>> begin

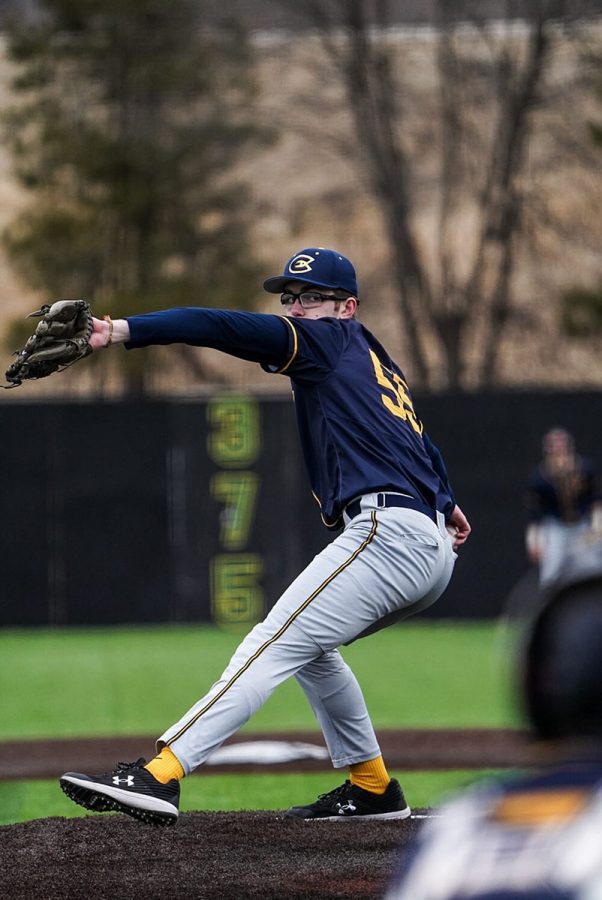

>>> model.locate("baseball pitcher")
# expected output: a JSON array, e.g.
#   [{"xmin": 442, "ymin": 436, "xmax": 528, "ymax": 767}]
[{"xmin": 61, "ymin": 247, "xmax": 470, "ymax": 825}]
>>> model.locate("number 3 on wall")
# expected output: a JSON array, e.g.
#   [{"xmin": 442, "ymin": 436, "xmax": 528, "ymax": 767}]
[{"xmin": 370, "ymin": 350, "xmax": 423, "ymax": 434}]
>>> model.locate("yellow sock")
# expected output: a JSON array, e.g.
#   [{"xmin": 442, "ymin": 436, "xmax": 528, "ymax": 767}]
[
  {"xmin": 349, "ymin": 756, "xmax": 391, "ymax": 794},
  {"xmin": 144, "ymin": 747, "xmax": 184, "ymax": 784}
]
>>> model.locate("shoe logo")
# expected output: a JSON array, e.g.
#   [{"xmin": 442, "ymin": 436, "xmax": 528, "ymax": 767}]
[
  {"xmin": 337, "ymin": 800, "xmax": 357, "ymax": 816},
  {"xmin": 113, "ymin": 775, "xmax": 134, "ymax": 787}
]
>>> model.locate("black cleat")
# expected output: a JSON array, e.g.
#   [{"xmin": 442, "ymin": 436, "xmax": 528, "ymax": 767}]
[
  {"xmin": 60, "ymin": 758, "xmax": 180, "ymax": 825},
  {"xmin": 284, "ymin": 778, "xmax": 411, "ymax": 822}
]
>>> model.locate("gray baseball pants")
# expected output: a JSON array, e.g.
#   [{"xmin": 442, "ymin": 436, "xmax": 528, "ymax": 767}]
[{"xmin": 157, "ymin": 494, "xmax": 456, "ymax": 775}]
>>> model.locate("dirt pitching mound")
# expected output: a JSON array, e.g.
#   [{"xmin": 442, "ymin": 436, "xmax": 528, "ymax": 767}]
[{"xmin": 0, "ymin": 810, "xmax": 428, "ymax": 900}]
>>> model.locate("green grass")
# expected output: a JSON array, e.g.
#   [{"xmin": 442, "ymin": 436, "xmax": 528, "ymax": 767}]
[
  {"xmin": 0, "ymin": 620, "xmax": 517, "ymax": 824},
  {"xmin": 0, "ymin": 770, "xmax": 506, "ymax": 825},
  {"xmin": 0, "ymin": 621, "xmax": 516, "ymax": 740}
]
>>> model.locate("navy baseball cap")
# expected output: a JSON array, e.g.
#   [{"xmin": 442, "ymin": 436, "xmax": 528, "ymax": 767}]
[{"xmin": 263, "ymin": 247, "xmax": 358, "ymax": 297}]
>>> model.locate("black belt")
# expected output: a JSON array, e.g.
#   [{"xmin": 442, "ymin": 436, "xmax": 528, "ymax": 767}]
[{"xmin": 345, "ymin": 493, "xmax": 437, "ymax": 525}]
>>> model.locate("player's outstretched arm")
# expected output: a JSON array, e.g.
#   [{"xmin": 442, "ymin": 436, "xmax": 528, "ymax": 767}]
[
  {"xmin": 88, "ymin": 316, "xmax": 130, "ymax": 350},
  {"xmin": 448, "ymin": 506, "xmax": 472, "ymax": 550}
]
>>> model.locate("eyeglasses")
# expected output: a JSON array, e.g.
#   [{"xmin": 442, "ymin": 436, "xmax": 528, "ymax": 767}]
[{"xmin": 280, "ymin": 291, "xmax": 338, "ymax": 309}]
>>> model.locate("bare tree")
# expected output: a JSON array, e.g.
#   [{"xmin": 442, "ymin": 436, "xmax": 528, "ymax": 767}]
[{"xmin": 278, "ymin": 0, "xmax": 588, "ymax": 390}]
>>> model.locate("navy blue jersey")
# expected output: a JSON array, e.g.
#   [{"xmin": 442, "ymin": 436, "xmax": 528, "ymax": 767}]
[{"xmin": 126, "ymin": 308, "xmax": 455, "ymax": 526}]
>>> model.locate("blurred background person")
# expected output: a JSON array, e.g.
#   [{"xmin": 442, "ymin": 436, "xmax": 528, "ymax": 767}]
[
  {"xmin": 386, "ymin": 544, "xmax": 602, "ymax": 900},
  {"xmin": 525, "ymin": 428, "xmax": 602, "ymax": 585}
]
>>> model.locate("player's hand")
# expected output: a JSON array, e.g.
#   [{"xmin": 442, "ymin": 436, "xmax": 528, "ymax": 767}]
[
  {"xmin": 88, "ymin": 317, "xmax": 130, "ymax": 350},
  {"xmin": 448, "ymin": 506, "xmax": 472, "ymax": 550}
]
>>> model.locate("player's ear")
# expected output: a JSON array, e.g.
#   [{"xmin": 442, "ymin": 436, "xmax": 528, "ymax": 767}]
[{"xmin": 341, "ymin": 297, "xmax": 357, "ymax": 319}]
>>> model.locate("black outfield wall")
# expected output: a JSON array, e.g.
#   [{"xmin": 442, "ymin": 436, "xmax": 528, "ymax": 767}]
[{"xmin": 0, "ymin": 393, "xmax": 602, "ymax": 626}]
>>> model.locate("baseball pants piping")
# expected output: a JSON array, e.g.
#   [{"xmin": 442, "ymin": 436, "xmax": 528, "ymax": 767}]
[{"xmin": 157, "ymin": 505, "xmax": 456, "ymax": 774}]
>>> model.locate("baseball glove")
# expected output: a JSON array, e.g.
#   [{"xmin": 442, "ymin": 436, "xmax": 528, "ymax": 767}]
[{"xmin": 4, "ymin": 300, "xmax": 92, "ymax": 388}]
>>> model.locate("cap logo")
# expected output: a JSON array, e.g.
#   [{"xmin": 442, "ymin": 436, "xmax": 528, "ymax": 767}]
[{"xmin": 288, "ymin": 253, "xmax": 315, "ymax": 275}]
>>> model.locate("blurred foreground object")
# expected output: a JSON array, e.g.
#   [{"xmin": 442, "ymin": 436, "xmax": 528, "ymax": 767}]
[{"xmin": 386, "ymin": 560, "xmax": 602, "ymax": 900}]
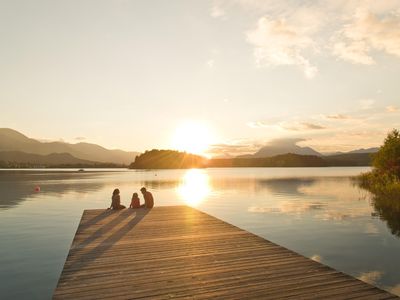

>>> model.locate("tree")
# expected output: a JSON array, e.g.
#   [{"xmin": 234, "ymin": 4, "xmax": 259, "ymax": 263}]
[{"xmin": 372, "ymin": 129, "xmax": 400, "ymax": 180}]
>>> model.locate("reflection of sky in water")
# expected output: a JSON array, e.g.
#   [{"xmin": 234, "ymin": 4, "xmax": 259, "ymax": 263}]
[{"xmin": 0, "ymin": 168, "xmax": 400, "ymax": 299}]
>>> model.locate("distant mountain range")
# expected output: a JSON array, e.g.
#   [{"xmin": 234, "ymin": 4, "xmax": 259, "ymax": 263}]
[
  {"xmin": 0, "ymin": 128, "xmax": 379, "ymax": 168},
  {"xmin": 0, "ymin": 128, "xmax": 139, "ymax": 165},
  {"xmin": 237, "ymin": 139, "xmax": 379, "ymax": 158}
]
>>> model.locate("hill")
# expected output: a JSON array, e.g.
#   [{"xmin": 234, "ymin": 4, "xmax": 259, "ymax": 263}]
[
  {"xmin": 0, "ymin": 128, "xmax": 139, "ymax": 165},
  {"xmin": 129, "ymin": 149, "xmax": 207, "ymax": 169},
  {"xmin": 238, "ymin": 139, "xmax": 322, "ymax": 158},
  {"xmin": 207, "ymin": 153, "xmax": 328, "ymax": 168},
  {"xmin": 0, "ymin": 151, "xmax": 96, "ymax": 166},
  {"xmin": 324, "ymin": 152, "xmax": 373, "ymax": 166}
]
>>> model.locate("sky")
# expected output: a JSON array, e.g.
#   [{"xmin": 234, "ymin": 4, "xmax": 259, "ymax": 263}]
[{"xmin": 0, "ymin": 0, "xmax": 400, "ymax": 155}]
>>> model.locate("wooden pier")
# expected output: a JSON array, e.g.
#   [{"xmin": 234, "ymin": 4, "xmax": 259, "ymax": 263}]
[{"xmin": 53, "ymin": 206, "xmax": 398, "ymax": 299}]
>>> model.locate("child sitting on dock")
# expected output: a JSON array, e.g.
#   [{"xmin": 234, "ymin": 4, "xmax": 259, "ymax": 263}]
[
  {"xmin": 110, "ymin": 189, "xmax": 125, "ymax": 209},
  {"xmin": 129, "ymin": 193, "xmax": 140, "ymax": 208}
]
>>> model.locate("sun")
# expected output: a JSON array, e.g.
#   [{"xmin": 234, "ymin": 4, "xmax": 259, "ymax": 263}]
[
  {"xmin": 177, "ymin": 169, "xmax": 211, "ymax": 206},
  {"xmin": 172, "ymin": 121, "xmax": 213, "ymax": 155}
]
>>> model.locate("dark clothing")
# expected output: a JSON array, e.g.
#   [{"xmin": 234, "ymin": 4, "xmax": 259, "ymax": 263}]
[
  {"xmin": 130, "ymin": 198, "xmax": 140, "ymax": 208},
  {"xmin": 111, "ymin": 195, "xmax": 125, "ymax": 209},
  {"xmin": 143, "ymin": 191, "xmax": 154, "ymax": 208}
]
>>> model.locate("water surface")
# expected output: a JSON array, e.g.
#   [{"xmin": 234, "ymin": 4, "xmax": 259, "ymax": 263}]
[{"xmin": 0, "ymin": 167, "xmax": 400, "ymax": 299}]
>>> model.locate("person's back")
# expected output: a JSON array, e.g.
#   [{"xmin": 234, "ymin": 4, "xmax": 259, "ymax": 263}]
[
  {"xmin": 129, "ymin": 193, "xmax": 140, "ymax": 208},
  {"xmin": 140, "ymin": 187, "xmax": 154, "ymax": 208},
  {"xmin": 110, "ymin": 189, "xmax": 125, "ymax": 209},
  {"xmin": 144, "ymin": 191, "xmax": 154, "ymax": 208}
]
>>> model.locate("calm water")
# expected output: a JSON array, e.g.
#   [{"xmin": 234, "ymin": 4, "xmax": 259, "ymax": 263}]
[{"xmin": 0, "ymin": 168, "xmax": 400, "ymax": 299}]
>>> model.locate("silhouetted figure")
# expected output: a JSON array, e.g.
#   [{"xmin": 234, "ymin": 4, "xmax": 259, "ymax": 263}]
[
  {"xmin": 140, "ymin": 187, "xmax": 154, "ymax": 208},
  {"xmin": 129, "ymin": 193, "xmax": 140, "ymax": 208},
  {"xmin": 110, "ymin": 189, "xmax": 125, "ymax": 209}
]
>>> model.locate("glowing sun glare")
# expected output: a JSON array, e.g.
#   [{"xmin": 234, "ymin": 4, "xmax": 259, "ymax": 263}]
[
  {"xmin": 173, "ymin": 122, "xmax": 213, "ymax": 155},
  {"xmin": 178, "ymin": 169, "xmax": 211, "ymax": 206}
]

>> end

▸ WHAT YOU NEED TO DO
Count how many lines in the entries contain the word "baseball", and reply with only that number.

▸ CORRECT RESPONSE
5